→ **Required task A**: Pick out each line of the records that contains the word "tree", and copy those lines.

→ **Passage to read**:
━━━━━━━━━━

Gallagher stipulated to the dismissal of his claim against Northland Farms and did not reserve any right to appeal. However, Gallagher stipulated to the dismissal after the trial court had already entered an order dismissing his claims against Bristol West and Farm Bureau. Because the trial court entered its order dismissing Gallagher's claims against the insurers after a contested motion for summary disposition, any error in the entry of the order was not necessarily the parties' own error. Chapin, 46 Mich at 131. Further, Bristol West and Farm Bureau were not parties to the stipulation. In the stipulation, Gallagher and Northland Farms stated that the stipulation was "by and between" them and applied to the remaining "cause." Accordingly, the stipulation did not amount to a consent judgment as to Gallagher's claims against Bristol West or Farm Bureau. Under these circumstances, Gallagher retained his right to appeal the trial court's order dismissing his claims against Bristol West and Farm Bureau. See Dybata v Kistler, 140 Mich App 65, 68; 362 NW2d 891 (1985).

Gallagher's claims of error are properly before this Court.

III. SUMMARY DISPOSTION

A. STANDARD OF REVIEW

On appeal, Gallagher argues that the trial court erred when it concluded that none of the exceptions to the parked-vehicle exclusion for no-fault coverage applied under the undisputed facts of his case. This Court reviews de novo a trial court's decision on a motion for summary disposition. Barnard Mfg Co, Inc v Gates Performance Engineering, Inc, 285 Mich App 362, 369; 775 NW2d 618 (2009). This Court also reviews de novo whether the trial court properly interpreted and applied the no-fault. In re Carroll (On Remand), 300 Mich App 152, 159; 832 NW2d 276 (2013).

B. ANALYSIS

A person's no-fault insurance carrier is generally "liable to pay benefits for accidental bodily injury arising out of the ownership, operation, maintenance or use of a motor vehicle as a motor vehicle . . . ." MCL 500.3105(1). Accidental bodily injury does not, however, arise "out of the ownership, operation, maintenance, or use of a parked vehicle as a motor vehicle" unless an exception applies. MCL 500.3106(1). That is, parked vehicles are generally excluded from the coverage provided under the no-fault act.

━━━━━━━━━━

→ **Provided data**:
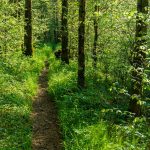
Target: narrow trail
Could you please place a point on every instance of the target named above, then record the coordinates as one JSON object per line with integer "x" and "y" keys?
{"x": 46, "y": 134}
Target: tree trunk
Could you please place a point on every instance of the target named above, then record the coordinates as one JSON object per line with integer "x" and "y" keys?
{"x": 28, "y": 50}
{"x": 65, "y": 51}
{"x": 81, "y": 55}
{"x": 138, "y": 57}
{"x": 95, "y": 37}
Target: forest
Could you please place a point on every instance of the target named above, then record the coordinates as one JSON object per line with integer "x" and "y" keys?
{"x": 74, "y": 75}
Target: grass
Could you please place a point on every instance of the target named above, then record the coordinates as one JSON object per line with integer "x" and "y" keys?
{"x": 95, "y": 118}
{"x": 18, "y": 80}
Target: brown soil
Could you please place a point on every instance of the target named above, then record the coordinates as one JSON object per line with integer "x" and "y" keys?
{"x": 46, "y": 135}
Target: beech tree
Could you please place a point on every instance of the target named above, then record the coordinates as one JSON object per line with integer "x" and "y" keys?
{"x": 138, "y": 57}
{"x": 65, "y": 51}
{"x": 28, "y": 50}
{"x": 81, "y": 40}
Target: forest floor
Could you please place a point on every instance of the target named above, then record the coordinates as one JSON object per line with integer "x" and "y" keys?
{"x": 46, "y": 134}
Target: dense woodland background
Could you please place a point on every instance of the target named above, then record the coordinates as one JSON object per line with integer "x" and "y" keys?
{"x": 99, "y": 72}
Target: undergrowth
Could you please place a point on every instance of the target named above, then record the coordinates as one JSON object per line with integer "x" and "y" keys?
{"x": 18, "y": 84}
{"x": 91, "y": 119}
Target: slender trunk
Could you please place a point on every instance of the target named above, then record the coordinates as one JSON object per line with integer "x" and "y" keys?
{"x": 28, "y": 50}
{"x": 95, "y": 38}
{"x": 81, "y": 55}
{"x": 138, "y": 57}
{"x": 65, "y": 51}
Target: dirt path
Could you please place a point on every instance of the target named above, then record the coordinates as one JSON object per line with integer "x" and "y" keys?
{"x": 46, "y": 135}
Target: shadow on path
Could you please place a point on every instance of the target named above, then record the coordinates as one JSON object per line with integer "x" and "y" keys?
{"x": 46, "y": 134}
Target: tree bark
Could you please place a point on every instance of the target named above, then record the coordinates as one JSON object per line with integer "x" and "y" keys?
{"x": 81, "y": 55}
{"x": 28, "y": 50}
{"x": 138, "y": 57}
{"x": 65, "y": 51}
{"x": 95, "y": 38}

━━━━━━━━━━

→ **Required task B**: According to the passage on no-fault coverage, how does this Court review a trial court's decision on a motion for summary disposition?

→ **Full response A**:
Target: tree trunk
Target: beech tree
Target: tree bark

→ **Full response B**: This Court reviews it de novo.